* Problem to work on
Repeat exactly, and only, the lines from the one containing "Note to the class: point out every instance of the tree" through the end of the records.

====== Supplied entries

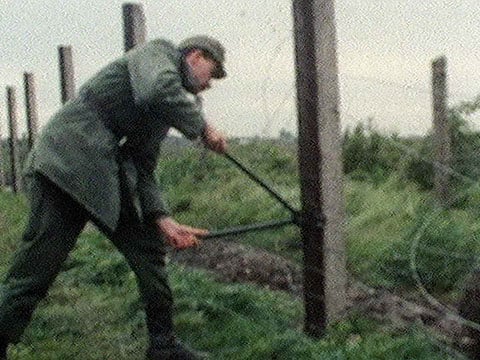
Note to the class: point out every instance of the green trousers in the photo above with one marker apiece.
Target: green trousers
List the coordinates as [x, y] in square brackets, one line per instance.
[55, 222]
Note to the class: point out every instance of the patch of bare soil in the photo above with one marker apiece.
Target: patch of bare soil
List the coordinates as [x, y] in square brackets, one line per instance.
[232, 262]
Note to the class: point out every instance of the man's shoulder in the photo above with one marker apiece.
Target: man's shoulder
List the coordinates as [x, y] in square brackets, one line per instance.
[160, 49]
[157, 45]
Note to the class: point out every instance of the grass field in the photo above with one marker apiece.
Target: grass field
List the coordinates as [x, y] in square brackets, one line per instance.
[92, 311]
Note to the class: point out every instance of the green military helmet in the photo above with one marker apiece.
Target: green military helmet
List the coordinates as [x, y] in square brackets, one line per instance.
[212, 47]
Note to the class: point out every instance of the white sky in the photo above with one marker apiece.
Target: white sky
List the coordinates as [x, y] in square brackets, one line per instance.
[385, 50]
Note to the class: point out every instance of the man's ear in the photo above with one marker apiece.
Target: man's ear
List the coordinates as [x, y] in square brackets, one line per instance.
[194, 56]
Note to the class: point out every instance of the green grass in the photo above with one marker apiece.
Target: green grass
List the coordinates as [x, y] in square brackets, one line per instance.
[93, 312]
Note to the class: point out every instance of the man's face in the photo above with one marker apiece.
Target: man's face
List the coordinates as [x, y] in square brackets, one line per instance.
[202, 69]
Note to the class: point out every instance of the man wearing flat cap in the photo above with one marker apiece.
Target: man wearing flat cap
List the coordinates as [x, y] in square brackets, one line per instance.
[95, 161]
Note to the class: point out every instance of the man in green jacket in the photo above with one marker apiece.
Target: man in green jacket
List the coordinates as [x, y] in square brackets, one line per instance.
[95, 161]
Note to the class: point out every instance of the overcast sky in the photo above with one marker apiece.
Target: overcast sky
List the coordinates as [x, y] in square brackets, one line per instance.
[385, 49]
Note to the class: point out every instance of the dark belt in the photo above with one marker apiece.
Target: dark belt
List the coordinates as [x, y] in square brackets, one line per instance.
[89, 99]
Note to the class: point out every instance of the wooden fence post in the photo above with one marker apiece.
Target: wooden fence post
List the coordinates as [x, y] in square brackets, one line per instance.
[67, 81]
[321, 175]
[441, 131]
[133, 25]
[13, 139]
[31, 108]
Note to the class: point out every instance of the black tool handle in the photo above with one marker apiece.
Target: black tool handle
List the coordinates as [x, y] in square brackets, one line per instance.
[248, 228]
[259, 181]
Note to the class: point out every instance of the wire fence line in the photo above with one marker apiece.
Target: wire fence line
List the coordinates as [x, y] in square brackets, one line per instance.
[276, 160]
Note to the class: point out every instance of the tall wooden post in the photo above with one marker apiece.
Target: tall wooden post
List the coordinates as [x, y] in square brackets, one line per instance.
[2, 161]
[441, 131]
[320, 163]
[133, 25]
[13, 139]
[31, 108]
[67, 80]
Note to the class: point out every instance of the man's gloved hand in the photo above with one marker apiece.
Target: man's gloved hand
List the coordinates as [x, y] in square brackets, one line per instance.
[177, 235]
[214, 140]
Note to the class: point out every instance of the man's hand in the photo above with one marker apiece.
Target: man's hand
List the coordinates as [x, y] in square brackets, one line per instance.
[214, 140]
[179, 236]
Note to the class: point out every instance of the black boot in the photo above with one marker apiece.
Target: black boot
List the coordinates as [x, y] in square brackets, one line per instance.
[161, 349]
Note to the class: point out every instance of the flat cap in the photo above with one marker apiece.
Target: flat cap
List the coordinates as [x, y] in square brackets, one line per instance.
[212, 46]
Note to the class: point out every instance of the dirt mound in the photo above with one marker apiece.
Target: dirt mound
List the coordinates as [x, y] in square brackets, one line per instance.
[232, 262]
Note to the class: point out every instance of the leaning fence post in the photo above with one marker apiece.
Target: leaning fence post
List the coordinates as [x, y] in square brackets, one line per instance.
[441, 131]
[321, 177]
[133, 25]
[31, 108]
[2, 162]
[67, 81]
[13, 139]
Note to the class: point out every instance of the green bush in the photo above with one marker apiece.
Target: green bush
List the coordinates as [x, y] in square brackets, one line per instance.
[438, 250]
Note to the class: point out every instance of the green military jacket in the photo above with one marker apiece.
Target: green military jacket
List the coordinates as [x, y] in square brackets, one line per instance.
[126, 108]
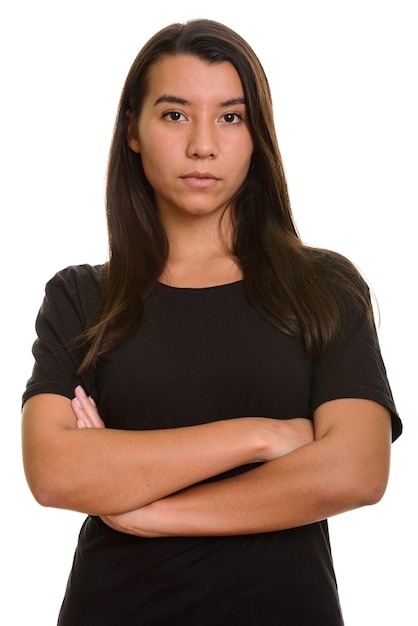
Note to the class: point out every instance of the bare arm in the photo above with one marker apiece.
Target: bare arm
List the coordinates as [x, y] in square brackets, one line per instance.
[100, 471]
[347, 466]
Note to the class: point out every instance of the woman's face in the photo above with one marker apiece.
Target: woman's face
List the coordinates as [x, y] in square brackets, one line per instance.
[193, 137]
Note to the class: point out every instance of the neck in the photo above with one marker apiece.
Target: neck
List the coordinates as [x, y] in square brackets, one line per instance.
[200, 255]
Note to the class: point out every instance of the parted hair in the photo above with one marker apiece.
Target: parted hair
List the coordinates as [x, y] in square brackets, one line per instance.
[295, 287]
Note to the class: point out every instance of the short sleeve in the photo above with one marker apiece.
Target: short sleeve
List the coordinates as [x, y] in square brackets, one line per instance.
[353, 368]
[69, 302]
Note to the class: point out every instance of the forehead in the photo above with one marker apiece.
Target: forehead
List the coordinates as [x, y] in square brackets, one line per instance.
[193, 79]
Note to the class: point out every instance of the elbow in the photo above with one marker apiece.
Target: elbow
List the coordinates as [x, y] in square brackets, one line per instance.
[367, 490]
[44, 493]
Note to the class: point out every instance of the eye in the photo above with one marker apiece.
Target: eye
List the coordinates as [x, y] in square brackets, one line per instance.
[174, 116]
[232, 118]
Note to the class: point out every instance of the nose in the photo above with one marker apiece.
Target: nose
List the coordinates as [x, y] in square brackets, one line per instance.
[202, 141]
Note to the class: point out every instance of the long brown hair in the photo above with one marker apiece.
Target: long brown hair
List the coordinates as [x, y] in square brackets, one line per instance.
[282, 277]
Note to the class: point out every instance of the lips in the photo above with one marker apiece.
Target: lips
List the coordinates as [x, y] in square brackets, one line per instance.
[200, 180]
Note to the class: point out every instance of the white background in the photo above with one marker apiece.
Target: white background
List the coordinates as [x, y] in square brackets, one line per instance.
[344, 79]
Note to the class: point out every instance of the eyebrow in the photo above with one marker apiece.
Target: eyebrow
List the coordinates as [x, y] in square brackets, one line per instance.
[176, 100]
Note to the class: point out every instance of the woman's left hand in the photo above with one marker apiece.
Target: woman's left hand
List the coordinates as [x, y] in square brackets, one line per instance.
[85, 410]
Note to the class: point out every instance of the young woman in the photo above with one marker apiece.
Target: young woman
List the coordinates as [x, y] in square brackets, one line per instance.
[215, 391]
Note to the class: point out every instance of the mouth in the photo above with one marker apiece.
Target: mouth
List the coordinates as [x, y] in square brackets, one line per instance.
[200, 180]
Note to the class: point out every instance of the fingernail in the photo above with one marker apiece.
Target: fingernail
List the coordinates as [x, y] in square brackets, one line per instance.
[81, 391]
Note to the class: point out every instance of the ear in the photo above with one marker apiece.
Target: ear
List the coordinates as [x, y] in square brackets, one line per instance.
[132, 134]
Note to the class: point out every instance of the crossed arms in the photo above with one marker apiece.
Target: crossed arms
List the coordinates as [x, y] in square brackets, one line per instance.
[146, 482]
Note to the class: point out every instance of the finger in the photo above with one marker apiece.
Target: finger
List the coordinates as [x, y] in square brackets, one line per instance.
[87, 409]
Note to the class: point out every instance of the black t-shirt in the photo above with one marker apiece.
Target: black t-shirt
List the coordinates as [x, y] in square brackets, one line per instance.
[200, 355]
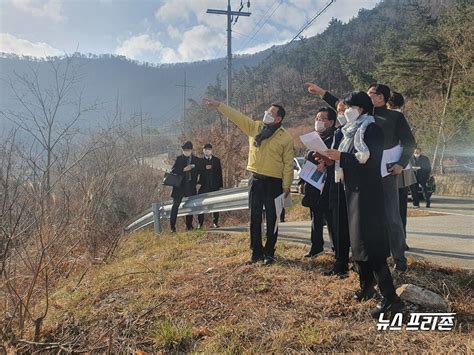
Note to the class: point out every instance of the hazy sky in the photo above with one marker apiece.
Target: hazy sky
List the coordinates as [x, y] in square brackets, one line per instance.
[158, 31]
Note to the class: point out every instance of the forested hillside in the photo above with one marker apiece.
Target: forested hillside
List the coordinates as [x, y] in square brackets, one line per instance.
[422, 49]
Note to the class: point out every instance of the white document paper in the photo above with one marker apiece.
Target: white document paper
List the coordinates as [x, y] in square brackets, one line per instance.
[279, 205]
[314, 142]
[391, 156]
[309, 174]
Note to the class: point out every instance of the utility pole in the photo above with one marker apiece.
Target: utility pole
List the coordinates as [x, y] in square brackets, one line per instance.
[184, 86]
[229, 13]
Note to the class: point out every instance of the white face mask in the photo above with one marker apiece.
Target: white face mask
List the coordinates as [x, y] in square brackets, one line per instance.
[351, 114]
[342, 119]
[268, 118]
[319, 126]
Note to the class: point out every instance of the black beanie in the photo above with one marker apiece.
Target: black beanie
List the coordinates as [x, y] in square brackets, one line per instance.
[187, 145]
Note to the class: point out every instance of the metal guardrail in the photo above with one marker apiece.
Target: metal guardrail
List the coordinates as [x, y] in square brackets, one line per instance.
[218, 201]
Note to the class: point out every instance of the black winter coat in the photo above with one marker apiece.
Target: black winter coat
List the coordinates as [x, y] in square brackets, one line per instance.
[423, 174]
[189, 181]
[364, 197]
[210, 179]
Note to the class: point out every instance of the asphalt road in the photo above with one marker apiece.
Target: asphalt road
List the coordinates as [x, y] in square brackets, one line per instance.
[446, 238]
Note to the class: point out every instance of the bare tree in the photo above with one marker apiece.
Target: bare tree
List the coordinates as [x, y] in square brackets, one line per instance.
[48, 113]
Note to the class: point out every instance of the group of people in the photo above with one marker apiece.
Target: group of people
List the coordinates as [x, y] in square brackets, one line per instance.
[205, 172]
[363, 210]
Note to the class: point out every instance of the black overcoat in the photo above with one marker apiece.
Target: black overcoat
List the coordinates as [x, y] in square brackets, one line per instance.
[189, 181]
[210, 179]
[364, 197]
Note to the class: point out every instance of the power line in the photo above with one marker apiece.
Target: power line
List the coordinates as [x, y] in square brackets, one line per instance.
[310, 22]
[263, 24]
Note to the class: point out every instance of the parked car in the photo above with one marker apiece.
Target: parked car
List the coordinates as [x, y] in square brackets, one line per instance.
[431, 185]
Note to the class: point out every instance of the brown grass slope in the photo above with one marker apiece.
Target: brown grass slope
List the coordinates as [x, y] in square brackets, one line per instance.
[192, 292]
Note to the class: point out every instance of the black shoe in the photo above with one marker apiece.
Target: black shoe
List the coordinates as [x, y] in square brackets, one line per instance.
[269, 260]
[392, 307]
[312, 254]
[365, 294]
[255, 259]
[400, 268]
[339, 274]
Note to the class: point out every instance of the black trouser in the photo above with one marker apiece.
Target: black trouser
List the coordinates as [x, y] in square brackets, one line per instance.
[403, 206]
[174, 214]
[414, 193]
[341, 239]
[318, 217]
[376, 273]
[263, 192]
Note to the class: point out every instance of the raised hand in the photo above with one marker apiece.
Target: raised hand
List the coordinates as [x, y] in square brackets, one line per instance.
[315, 89]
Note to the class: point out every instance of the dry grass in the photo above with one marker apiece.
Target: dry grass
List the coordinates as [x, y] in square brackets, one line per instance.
[192, 292]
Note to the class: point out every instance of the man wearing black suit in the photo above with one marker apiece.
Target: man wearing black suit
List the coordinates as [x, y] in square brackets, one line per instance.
[210, 179]
[423, 172]
[188, 166]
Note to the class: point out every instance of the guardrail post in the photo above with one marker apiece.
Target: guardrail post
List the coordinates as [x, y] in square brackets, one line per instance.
[156, 216]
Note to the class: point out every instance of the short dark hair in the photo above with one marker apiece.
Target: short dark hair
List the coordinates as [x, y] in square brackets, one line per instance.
[396, 99]
[281, 111]
[381, 89]
[332, 115]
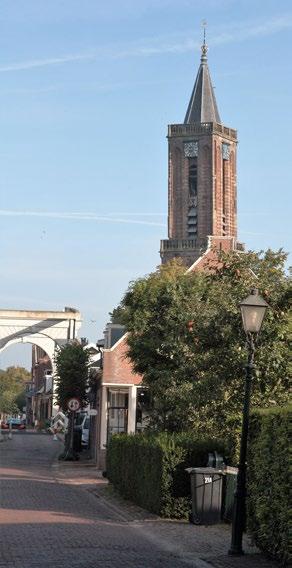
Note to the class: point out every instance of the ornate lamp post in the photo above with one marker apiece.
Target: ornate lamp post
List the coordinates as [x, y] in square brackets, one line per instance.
[253, 309]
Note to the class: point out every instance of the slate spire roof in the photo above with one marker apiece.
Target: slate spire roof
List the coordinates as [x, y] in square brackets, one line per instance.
[202, 106]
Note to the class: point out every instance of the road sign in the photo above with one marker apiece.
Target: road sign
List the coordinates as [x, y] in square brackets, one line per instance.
[92, 412]
[73, 404]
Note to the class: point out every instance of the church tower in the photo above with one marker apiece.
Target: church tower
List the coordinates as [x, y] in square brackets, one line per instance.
[201, 177]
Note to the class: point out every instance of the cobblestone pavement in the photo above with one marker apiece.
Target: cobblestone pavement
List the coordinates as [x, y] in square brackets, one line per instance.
[62, 515]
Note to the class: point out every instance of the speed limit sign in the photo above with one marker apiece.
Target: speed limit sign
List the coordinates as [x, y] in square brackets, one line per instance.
[73, 404]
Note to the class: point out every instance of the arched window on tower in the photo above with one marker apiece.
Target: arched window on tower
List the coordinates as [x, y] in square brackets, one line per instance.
[193, 177]
[193, 192]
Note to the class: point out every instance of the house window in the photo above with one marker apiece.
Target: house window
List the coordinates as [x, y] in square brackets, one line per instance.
[142, 409]
[117, 418]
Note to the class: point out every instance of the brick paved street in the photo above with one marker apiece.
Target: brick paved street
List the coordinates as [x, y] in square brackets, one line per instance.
[56, 515]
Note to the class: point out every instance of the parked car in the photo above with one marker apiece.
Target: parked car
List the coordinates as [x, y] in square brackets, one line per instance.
[16, 424]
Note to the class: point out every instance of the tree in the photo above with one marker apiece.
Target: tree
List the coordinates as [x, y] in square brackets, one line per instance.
[12, 389]
[72, 363]
[186, 339]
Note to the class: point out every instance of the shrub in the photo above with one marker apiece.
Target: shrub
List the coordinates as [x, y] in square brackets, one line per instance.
[268, 481]
[150, 469]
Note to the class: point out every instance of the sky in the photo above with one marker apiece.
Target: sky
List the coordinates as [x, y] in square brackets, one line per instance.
[87, 90]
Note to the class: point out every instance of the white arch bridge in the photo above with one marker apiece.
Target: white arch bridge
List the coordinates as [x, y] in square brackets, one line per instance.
[48, 330]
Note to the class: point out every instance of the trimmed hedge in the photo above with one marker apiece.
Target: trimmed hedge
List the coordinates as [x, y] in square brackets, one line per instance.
[150, 469]
[268, 481]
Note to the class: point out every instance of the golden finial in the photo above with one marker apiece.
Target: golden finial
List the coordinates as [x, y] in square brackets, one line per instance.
[204, 47]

============

* Exercise solution
Note to the class: point out every instance of the tree in the photo above with one marker apiece.
Target: tree
List the coordinates as [x, y] in square brackets, one line per instance.
[12, 389]
[72, 363]
[186, 339]
Note to the class: point out every instance of the shrub in the photo above with one marker apiece.
Target: shrub
List the coordinates as [x, y] in square brackets, one line per instance.
[268, 481]
[150, 469]
Note to the class: point out every instance of the sky in the photo above with one marker apiece.
Target: sky
List the coordinates as [x, y] in square brackets, one line per instance.
[87, 90]
Note to the class: point out every instance of the white arch bridge in the photo above with one marker apiece.
Target: white arch bridge
List the coordinates as [x, y] in square brackets, one line per instance.
[48, 330]
Note to the class: point out every instance of the trimmed hedge in the photo above with one marker apiece.
Target: trimmed hedge
List the coordinates as [x, y] in square brackets, one line per instance.
[150, 469]
[268, 481]
Note to the class: point out every instance of the golden finial in the photo above with one marker apiece.
Target: golden finial
List the coordinates as [x, y] in square brackets, one line per instance.
[204, 47]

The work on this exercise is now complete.